What is expected
Using the records that follow, copy every line containing the word "machine".

Source records:
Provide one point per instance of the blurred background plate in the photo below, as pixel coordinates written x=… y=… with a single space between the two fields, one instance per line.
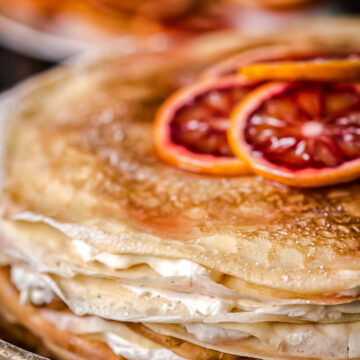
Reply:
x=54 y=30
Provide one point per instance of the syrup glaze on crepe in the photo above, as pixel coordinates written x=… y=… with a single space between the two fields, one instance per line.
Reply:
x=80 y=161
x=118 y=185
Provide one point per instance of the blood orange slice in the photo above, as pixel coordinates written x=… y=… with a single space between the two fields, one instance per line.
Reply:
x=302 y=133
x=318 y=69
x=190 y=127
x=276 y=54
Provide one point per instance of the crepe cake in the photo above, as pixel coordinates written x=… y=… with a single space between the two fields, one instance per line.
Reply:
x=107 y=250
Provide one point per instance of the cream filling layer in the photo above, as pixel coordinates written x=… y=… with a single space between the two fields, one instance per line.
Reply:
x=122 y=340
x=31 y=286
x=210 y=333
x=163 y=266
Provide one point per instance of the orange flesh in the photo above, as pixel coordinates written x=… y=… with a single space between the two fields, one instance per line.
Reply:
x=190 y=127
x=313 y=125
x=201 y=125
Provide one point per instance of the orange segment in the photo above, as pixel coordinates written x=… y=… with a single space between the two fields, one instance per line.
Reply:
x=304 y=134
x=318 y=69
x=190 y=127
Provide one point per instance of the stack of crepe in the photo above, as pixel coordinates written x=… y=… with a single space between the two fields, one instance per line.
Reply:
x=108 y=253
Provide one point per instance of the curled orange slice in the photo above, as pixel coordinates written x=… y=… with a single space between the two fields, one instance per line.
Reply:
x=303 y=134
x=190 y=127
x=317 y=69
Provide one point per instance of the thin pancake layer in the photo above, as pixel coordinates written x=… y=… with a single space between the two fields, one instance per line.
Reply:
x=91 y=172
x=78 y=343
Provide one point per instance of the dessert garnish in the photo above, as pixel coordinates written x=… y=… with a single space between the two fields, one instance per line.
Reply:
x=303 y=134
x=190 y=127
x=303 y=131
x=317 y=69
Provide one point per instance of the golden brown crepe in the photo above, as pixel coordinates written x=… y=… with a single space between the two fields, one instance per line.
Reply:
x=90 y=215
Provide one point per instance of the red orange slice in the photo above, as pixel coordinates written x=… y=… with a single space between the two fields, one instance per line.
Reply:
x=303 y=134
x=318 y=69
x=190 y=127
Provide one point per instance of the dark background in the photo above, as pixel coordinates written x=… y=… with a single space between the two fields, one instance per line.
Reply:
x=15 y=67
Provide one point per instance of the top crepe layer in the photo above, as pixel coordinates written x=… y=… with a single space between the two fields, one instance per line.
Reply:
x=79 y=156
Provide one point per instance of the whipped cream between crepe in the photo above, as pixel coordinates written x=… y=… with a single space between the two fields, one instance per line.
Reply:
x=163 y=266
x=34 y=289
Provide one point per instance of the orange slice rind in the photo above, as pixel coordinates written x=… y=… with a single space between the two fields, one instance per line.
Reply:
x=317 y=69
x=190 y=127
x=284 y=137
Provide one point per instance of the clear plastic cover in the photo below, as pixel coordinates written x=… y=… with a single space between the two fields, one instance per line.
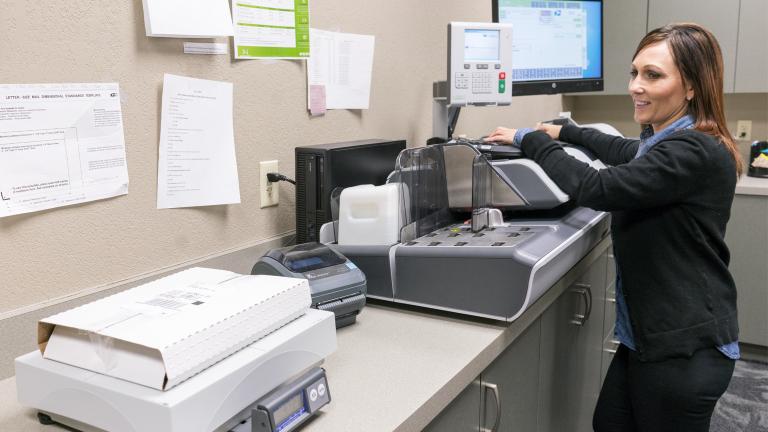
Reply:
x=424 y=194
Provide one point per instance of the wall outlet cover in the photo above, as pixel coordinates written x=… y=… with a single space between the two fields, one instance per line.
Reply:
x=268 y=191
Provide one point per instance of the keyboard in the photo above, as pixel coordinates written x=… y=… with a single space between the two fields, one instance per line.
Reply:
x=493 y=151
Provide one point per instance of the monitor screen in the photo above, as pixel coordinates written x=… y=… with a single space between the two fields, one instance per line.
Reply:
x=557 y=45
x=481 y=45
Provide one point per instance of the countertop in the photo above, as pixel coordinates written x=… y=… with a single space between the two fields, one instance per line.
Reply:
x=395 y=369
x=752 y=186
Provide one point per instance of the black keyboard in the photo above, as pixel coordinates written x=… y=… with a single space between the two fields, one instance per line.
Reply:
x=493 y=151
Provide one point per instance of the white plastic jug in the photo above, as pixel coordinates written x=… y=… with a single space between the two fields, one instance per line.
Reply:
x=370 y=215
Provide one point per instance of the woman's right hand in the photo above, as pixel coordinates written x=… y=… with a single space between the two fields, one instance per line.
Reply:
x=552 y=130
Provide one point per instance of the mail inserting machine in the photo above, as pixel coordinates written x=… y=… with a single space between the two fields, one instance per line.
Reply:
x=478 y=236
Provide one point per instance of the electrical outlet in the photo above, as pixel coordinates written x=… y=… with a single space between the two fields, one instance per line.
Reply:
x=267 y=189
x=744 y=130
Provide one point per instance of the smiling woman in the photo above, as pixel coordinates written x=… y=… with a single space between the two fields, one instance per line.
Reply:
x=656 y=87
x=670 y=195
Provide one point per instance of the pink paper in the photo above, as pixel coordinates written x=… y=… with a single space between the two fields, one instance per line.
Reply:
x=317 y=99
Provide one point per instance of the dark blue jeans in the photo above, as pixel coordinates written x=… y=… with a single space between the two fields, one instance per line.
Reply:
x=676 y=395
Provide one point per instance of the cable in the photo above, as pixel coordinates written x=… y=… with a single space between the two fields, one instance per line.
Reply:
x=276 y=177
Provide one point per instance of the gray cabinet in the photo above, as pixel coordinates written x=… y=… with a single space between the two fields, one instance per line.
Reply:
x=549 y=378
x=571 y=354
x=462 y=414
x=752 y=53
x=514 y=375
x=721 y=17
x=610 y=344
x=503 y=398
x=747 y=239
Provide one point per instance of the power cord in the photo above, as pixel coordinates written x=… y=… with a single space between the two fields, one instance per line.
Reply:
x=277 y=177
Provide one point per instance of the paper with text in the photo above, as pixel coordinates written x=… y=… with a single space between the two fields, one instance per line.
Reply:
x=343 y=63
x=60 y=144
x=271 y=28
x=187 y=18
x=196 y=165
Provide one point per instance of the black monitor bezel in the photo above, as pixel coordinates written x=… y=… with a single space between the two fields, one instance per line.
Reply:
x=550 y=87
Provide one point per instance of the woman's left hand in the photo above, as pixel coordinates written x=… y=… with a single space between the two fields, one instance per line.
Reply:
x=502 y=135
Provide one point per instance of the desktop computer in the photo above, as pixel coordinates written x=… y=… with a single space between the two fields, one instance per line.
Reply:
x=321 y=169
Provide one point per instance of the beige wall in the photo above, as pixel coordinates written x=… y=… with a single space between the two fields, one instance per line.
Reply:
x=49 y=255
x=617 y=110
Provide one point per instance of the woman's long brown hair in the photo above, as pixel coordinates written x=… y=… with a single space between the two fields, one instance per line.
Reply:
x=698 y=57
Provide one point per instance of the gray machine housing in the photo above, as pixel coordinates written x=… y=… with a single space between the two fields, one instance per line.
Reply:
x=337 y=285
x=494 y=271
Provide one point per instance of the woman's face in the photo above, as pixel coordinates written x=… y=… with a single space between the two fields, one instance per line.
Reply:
---
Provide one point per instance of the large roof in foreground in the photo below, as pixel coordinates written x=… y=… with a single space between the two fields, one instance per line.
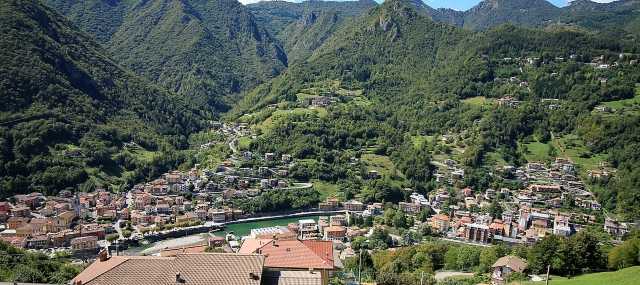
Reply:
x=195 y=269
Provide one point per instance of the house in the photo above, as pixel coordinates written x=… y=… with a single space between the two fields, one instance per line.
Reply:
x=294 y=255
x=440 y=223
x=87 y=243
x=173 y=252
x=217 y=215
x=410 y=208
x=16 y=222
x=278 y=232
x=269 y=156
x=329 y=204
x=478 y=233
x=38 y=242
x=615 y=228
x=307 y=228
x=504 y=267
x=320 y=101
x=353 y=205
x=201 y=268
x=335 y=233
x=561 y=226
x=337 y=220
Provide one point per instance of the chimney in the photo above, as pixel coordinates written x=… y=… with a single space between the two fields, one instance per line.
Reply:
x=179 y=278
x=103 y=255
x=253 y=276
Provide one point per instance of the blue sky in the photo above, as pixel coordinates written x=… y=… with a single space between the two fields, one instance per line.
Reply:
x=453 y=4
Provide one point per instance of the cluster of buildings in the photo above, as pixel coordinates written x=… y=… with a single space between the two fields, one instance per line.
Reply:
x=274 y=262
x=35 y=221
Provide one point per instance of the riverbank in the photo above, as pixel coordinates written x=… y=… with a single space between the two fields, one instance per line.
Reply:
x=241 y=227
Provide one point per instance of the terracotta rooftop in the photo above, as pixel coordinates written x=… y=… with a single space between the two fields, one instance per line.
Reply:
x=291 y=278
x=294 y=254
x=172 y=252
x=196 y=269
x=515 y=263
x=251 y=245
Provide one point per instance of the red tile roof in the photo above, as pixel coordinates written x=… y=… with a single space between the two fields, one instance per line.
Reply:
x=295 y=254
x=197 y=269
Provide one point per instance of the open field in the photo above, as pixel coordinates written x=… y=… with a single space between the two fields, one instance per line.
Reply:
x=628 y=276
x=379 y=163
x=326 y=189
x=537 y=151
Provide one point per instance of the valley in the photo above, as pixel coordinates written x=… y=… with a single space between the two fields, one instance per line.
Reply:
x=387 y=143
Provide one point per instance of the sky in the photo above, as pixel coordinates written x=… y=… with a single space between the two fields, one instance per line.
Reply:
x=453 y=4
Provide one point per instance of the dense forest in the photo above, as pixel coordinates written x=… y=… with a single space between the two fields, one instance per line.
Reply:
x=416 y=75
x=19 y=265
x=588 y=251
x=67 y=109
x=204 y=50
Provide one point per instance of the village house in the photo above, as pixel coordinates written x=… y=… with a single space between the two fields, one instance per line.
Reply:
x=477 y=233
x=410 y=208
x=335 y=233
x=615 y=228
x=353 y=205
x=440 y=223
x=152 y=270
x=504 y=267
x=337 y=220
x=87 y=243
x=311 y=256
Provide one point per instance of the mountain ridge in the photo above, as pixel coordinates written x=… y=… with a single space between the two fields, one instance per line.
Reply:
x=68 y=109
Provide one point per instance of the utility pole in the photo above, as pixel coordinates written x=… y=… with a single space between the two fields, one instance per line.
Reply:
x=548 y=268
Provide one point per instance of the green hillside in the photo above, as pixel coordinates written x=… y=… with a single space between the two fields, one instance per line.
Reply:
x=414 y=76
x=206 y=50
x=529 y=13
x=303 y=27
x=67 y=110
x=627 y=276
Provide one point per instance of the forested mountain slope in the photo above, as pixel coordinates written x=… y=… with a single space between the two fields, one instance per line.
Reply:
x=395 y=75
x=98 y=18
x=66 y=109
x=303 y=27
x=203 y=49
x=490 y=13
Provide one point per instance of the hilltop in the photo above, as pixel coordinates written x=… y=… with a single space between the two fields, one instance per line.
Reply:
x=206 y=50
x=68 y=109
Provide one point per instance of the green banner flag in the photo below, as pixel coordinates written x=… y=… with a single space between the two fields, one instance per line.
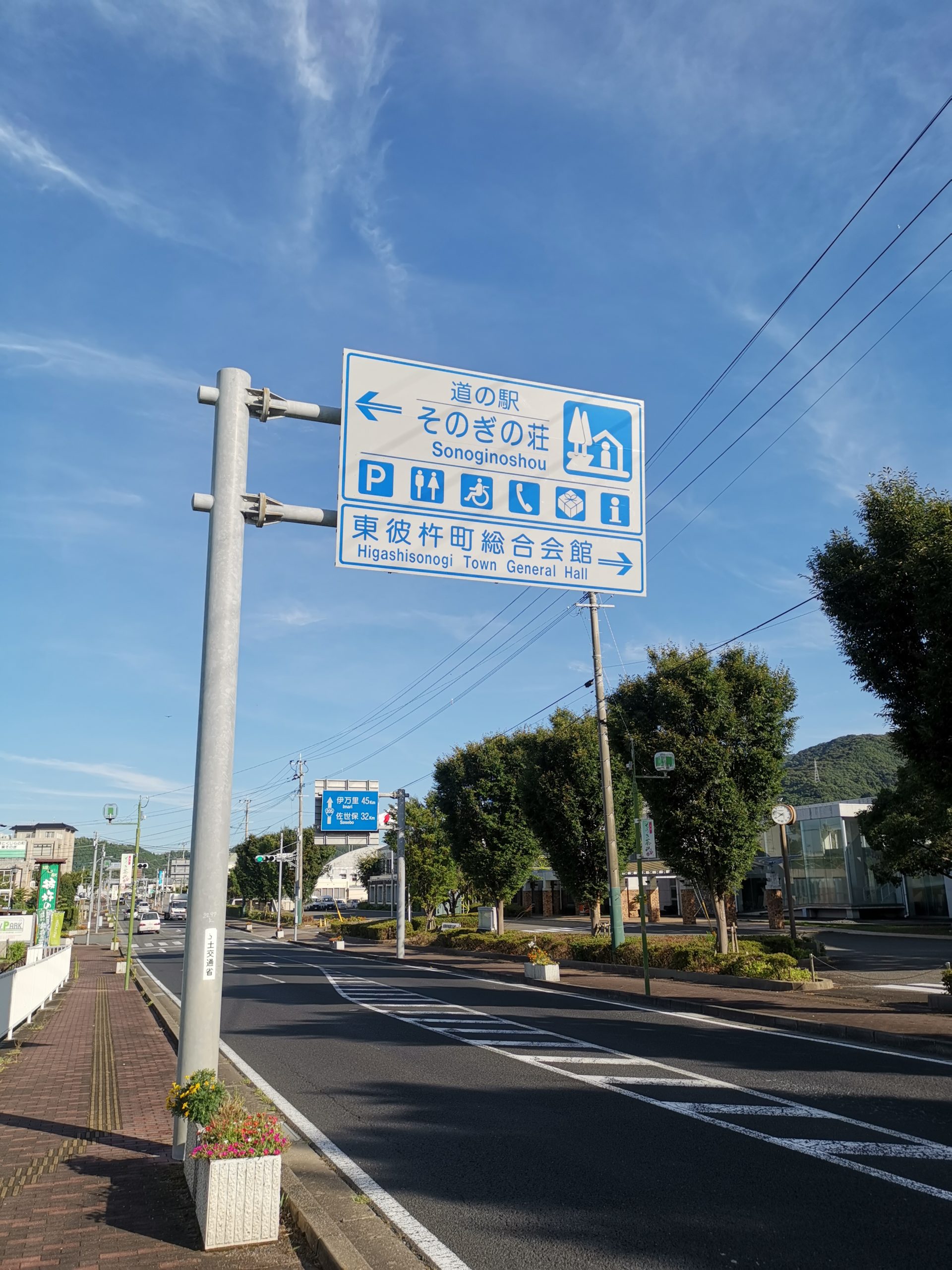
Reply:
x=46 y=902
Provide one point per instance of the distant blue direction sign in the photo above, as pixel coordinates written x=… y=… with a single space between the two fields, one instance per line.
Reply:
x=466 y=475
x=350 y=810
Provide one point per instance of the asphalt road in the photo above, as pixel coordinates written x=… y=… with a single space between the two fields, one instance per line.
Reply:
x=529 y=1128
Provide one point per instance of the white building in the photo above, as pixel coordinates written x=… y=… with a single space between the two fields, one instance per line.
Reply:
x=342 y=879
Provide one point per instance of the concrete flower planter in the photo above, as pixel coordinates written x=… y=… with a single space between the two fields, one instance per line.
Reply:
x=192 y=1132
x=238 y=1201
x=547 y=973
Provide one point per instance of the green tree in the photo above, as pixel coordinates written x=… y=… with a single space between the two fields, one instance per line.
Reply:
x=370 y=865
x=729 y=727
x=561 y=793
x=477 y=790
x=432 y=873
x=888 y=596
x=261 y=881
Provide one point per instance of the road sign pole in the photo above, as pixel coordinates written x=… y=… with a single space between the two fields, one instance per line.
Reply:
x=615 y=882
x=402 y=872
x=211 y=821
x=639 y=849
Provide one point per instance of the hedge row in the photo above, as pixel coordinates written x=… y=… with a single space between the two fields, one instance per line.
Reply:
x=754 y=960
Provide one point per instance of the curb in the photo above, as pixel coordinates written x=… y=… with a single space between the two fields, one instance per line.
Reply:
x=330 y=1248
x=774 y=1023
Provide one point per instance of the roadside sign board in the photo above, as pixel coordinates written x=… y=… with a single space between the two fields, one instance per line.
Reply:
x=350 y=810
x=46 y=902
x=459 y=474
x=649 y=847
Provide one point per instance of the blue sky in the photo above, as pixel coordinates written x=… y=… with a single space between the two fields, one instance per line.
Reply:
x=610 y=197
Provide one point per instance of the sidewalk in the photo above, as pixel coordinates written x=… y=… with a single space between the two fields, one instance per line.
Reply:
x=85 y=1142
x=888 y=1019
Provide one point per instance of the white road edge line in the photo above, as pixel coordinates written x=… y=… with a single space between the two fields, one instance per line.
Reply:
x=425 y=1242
* * *
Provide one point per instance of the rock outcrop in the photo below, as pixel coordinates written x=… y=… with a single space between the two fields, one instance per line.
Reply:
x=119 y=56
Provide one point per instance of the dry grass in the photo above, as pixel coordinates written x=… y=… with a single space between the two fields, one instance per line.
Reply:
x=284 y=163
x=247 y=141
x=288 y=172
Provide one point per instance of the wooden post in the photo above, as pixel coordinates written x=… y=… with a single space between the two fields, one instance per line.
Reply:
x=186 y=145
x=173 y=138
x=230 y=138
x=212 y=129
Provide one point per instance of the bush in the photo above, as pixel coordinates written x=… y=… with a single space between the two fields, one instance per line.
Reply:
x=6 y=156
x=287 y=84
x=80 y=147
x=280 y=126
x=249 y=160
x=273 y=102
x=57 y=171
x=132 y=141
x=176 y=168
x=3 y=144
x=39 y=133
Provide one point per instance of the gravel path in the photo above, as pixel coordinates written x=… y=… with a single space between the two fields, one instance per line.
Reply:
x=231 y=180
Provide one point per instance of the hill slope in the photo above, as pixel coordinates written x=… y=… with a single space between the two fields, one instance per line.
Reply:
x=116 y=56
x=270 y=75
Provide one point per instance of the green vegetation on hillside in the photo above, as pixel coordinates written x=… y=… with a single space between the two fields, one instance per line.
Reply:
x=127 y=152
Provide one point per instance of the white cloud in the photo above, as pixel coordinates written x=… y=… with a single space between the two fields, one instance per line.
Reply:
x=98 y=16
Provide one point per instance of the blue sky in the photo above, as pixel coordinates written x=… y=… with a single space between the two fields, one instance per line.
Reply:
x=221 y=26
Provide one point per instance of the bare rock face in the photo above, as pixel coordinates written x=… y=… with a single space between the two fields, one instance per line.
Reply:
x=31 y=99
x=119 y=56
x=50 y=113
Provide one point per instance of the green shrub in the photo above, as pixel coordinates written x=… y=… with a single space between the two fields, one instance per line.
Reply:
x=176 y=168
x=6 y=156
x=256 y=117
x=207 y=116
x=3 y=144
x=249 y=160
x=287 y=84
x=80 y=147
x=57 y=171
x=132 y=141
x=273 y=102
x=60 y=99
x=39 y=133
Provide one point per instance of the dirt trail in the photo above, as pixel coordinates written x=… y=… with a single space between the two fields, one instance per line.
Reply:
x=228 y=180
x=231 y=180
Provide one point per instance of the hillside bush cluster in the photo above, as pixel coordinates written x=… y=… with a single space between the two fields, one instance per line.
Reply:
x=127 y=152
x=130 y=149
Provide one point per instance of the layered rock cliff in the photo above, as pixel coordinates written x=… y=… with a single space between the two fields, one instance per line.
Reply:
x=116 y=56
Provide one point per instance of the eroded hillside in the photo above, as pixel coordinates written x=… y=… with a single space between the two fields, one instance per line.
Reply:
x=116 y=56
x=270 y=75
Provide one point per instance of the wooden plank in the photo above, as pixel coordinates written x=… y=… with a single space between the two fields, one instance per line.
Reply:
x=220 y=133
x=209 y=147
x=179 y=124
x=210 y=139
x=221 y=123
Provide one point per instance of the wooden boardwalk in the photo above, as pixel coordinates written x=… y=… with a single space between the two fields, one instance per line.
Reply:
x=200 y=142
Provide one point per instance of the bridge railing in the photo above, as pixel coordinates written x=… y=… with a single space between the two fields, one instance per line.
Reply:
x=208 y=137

Answer to the exercise
Provide one point per instance of the mail inserting machine in the photo above, as pixel coordinates written x=… y=… with a single space between the two fields, one instance per line.
Provide one point per instance of the gray machine housing in the photo above, as pixel coordinates written x=… y=… with a single space between the two fields, one instance per line.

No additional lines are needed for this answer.